EXERCISE OBJECTIVE:
Transcribe each record below word for word.

SOURCE DATA:
==========

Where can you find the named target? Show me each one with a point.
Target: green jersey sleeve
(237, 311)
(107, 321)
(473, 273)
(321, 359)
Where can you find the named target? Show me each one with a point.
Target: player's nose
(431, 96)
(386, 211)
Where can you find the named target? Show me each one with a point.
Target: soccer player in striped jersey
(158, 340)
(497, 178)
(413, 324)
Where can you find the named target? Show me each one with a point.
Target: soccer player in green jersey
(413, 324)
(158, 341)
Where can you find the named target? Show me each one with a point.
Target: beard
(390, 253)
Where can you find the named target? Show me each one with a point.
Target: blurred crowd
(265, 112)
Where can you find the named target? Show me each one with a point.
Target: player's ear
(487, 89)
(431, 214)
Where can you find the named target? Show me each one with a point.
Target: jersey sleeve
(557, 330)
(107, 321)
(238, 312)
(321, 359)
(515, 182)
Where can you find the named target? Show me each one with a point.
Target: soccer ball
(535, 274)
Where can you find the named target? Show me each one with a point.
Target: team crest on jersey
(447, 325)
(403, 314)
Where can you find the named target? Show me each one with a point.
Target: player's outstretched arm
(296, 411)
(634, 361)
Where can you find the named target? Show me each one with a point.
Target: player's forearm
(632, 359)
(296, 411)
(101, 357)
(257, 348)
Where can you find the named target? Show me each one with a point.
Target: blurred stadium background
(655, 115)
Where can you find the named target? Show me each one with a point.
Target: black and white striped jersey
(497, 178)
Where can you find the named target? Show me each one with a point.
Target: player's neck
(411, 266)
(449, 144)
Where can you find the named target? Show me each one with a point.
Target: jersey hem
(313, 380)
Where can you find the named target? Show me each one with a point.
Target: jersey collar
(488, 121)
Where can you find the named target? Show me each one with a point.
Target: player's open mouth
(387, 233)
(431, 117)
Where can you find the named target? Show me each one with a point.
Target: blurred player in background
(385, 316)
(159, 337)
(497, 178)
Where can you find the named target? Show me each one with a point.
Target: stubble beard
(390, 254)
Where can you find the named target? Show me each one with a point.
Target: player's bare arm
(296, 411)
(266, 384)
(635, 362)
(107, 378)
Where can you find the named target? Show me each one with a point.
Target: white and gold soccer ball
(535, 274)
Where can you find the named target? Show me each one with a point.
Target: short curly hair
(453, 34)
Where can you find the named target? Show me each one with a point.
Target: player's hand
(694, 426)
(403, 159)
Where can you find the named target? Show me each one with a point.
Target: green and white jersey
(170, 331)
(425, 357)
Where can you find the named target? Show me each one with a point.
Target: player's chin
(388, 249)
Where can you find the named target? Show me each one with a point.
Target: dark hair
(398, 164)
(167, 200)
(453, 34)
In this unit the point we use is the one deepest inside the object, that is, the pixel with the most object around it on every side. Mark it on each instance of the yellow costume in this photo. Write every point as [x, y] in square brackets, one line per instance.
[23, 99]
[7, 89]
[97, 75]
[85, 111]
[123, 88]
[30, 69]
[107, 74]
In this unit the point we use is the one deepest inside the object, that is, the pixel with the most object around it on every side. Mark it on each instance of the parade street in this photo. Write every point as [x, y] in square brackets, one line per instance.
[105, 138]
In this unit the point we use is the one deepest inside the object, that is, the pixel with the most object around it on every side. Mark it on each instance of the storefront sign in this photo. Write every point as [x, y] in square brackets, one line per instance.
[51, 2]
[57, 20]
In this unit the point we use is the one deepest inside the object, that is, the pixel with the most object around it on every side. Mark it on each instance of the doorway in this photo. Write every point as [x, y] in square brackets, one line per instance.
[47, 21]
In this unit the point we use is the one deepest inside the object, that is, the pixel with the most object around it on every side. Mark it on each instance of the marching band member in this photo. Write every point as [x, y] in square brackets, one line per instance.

==========

REPLY TO THE TASK:
Where can you find the named target? Show me each one with a point.
Target: green jersey sleeve
(237, 311)
(107, 321)
(473, 273)
(321, 359)
Where can you find the named target? Show me each one with a point.
Target: player's nose
(431, 96)
(386, 211)
Where can you find the named target? Show me each one with a point.
Target: soccer player in striped jersey
(158, 340)
(497, 178)
(413, 324)
Where can you find the named target? Show me each one with a point.
Target: soccer player in green jersey
(413, 324)
(158, 341)
Where can you find the named target? Show me each one with a point.
Target: beard
(390, 253)
Where can you find the named target? Show me each one with a point.
Target: blurred crowd
(265, 112)
Where can you find the named target? Show me each one with a point.
Target: player's ear
(487, 89)
(431, 214)
Where can you find the named target? Show me each one with a point.
Target: jersey sleeve
(557, 330)
(107, 321)
(238, 312)
(321, 359)
(515, 182)
Where can you find the named target? Show me each one with a point.
Target: soccer ball
(535, 274)
Where can you find the named target? Show me each one with a point.
Target: team crest on jersey
(447, 325)
(403, 314)
Where can you find the named target? Show me each one with a point.
Target: player's outstretched arm
(296, 411)
(634, 361)
Where can you find the named target? Show me each one with a point.
Target: player's forearm
(632, 359)
(296, 411)
(101, 357)
(257, 348)
Where can you find the named target? Show me each one with a point.
Target: blurred stadium background
(655, 115)
Where can you find the named target? Show me each one with a point.
Target: black and white striped jersey
(497, 178)
Where can you find the named target? Show me each one with a point.
Target: player's neck
(411, 266)
(449, 144)
Where can you find the named target? Show me each one with a point.
Target: jersey hem
(313, 380)
Where can you find the named target? Show me each one with a point.
Target: jersey collar
(488, 121)
Where can you find the named target? Show me each one with a point.
Target: player's open mouth
(387, 233)
(431, 117)
Where can you find the named target? Show me each one with a point.
Target: blurred player in background
(385, 316)
(159, 337)
(497, 178)
Where can you find the named target? Show me each one with a point.
Target: stubble beard
(390, 254)
Where can you find the named target? Show me each one with a point.
Target: player's bare arm
(296, 411)
(266, 384)
(635, 362)
(107, 378)
Where can you find the named target? Show me each one with a point.
Target: white and gold soccer ball
(535, 274)
Where can you find the named target? Show me each one with a point.
Target: short curly hair
(453, 34)
Where can you find the named target? Show me each one with a point.
Target: player's hand
(694, 426)
(403, 159)
Where can you find the named target? Show me each one with a point.
Target: green and white jersey
(170, 331)
(425, 357)
Where can you find the named target? Show me each one with a point.
Target: player's chin
(388, 249)
Where can you find the named target? Show me each one with a point.
Target: dark hair
(398, 164)
(167, 200)
(453, 34)
In this unit the point we use is the one deepest inside the object, that is, the pixel with the most object around it on every side. Mark it on each instance of the yellow costume in this photo. Write every point as [x, y] in square brackets, one line per instance.
[23, 99]
[7, 89]
[97, 75]
[85, 111]
[123, 88]
[30, 69]
[107, 74]
In this unit the point we use is the one deepest inside the object, that is, the pixel with the most object around it on every side. Mark it on each instance of the parade street in this photo. Write every point as [x, y] in square brackets, one line per instance.
[105, 138]
In this unit the point we use is the one deepest inside the object, that is, the pixel with the most object around it on every side. Mark it on each instance of the storefront sign in this photo. Write every point as [x, y] in square brackets, one line per instance.
[51, 2]
[57, 20]
In this unit the point we use is the one deepest inside the object, that is, the pixel with the most object around it on every side. Mark it on each instance of the doorway in this photo. Write every point as [x, y] in square brackets, one line per instance.
[47, 21]
In this unit the point we use is the one deepest inside the object, that is, the pixel with the most object around it on every side. Mark it on each instance of the marching band member in this photo. Write every point as [x, y] in square brackets, one line per instance.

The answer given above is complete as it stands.